Some £200 billion investment will be needed to provide the homes required, but only £50 billion of this is forecast to come from buy to let funding, says the report Rental Britain.
It estimates that there are 4.8 million privately rented homes in Britain, up from just 2.5 million in 2002. In London, private renting already accounts for 27% of all homes, some 900,000, having overtaken social renting in 2010, which now accounts for just 24% of tenure or 783,000 homes.
‘Meeting the growing demand for private renting and the changing profile of tenant demand are perhaps the greatest challenges facing both the housing industry and policy makers,’ said Lucian Cook, director of Savills residential research.
‘The dynamics of supply and demand make a great case for investment in this sector, and rising rents and lower capital values have begun to attract private investors back into the market. Investment returns relative to other asset classes will dictate the pace of investor entry to this sector,’ he added.
The situation of first time buyers unable to access home ownership has been well documented but they are now joined by a new generation of more mature renters, particularly families. Rightmove estimates that these ‘trapped renters’ now account for over half of the UK rental sector, and over a quarter of these are aged over 40. Such renters will require a different type and size of rental product, catering for longer term lets.
Rent increases over the past year have averaged 5.2%. Savills forecast 20% rental growth over the next five years with 3% in 2012, while research from Rightmove indicates that almost two thirds of tenants are expecting their rents to rise over the next year.
‘This illustrates that the shortage of supply is creating severe upwards rental pressure. This could lead to an over stretching of tenants’ finances or a rental bubble in some locations,’ said Miles Shipside, director of Rightmove.
‘A shortage of supply is making the situation worse. Our analysis shows that search activity has more than doubled over the last two years while stock available for rent is down by nearly 10% even though there has been no reduction in stock posted,’ he added.
Rental values vary enormously across the UK and regional averages can mask highly localised variations. Proximity to London tends to equate to higher rents, with an average of £10,300 for a two bed property in the South East compared to £6,170 in the North East. In London rents vary from a low of £9,980 per year in Bexley in the south ease of the city to a high of £48,230 in Kensington and Chelsea.
And there is a real North/South divide which is shown by the rents across the 30 largest rental markets outside of London. The five highest value locations Elmbridge, Oxford, Brighton and Hove, Woking and Reading, are all located in the South East and have average rents over £10,000 a year. The lowest value markets including Bradford, Kirklees, Warrington, Sheffield, Coventry, are all in the Midlands and North with average annual rents in the £5,700 to £6,700 range.
Affordability appears most stretched in London at 53% and the South East at 35% compared to the most affordable, the East Midlands and North East, both at 25%.
In locations where affordability is most stretched landlords will face a trade off between pushing for higher rents, thereby risking arrears and voids, or opting for a lower rental growth but a more secure income, and renters will face the possibility of long periods in shared accommodation to make renting an affordable necessity.
The research has found that individual investors have clearly begun to re-enter the market, but any increase in traditional buy to let stock since the credit crunch has largely been funded by cash investors, a source of new supply that clearly cannot keep pace with demand. Large scale investor activity is long awaited.
‘Low yields have been the biggest barrier to much needed long term investment, but as yields move out there are early signs of changing investor behaviour. The challenge for the industry will be to attract the £200 billion investment needed to supply forecast demand over the next five years,’ explained Cook.

(Given task 1):
Answer these questions using the article on Britain's rental market, each answer on its own line and marked with its letter.
(a) How many privately rented homes does the report estimate there are in Britain?
(b) By what average percentage have rents risen over the past year?
(c) Which two regions are named as the most affordable, and at what figure?
(Given task 2): Reproduce the passage of the article on Britain's rental market between "The research has" and "years,’ explained Cook.", inclusive.

(Information shown):
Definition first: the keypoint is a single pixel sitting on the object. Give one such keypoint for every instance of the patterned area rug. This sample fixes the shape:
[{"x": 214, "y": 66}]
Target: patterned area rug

(Exercise output 1):
(a) 4.8 million
(b) 5.2%
(c) The East Midlands and the North East, both at 25%

(Exercise output 2):
The research has found that individual investors have clearly begun to re-enter the market, but any increase in traditional buy to let stock since the credit crunch has largely been funded by cash investors, a source of new supply that clearly cannot keep pace with demand. Large scale investor activity is long awaited.
‘Low yields have been the biggest barrier to much needed long term investment, but as yields move out there are early signs of changing investor behaviour. The challenge for the industry will be to attract the £200 billion investment needed to supply forecast demand over the next five years,’ explained Cook.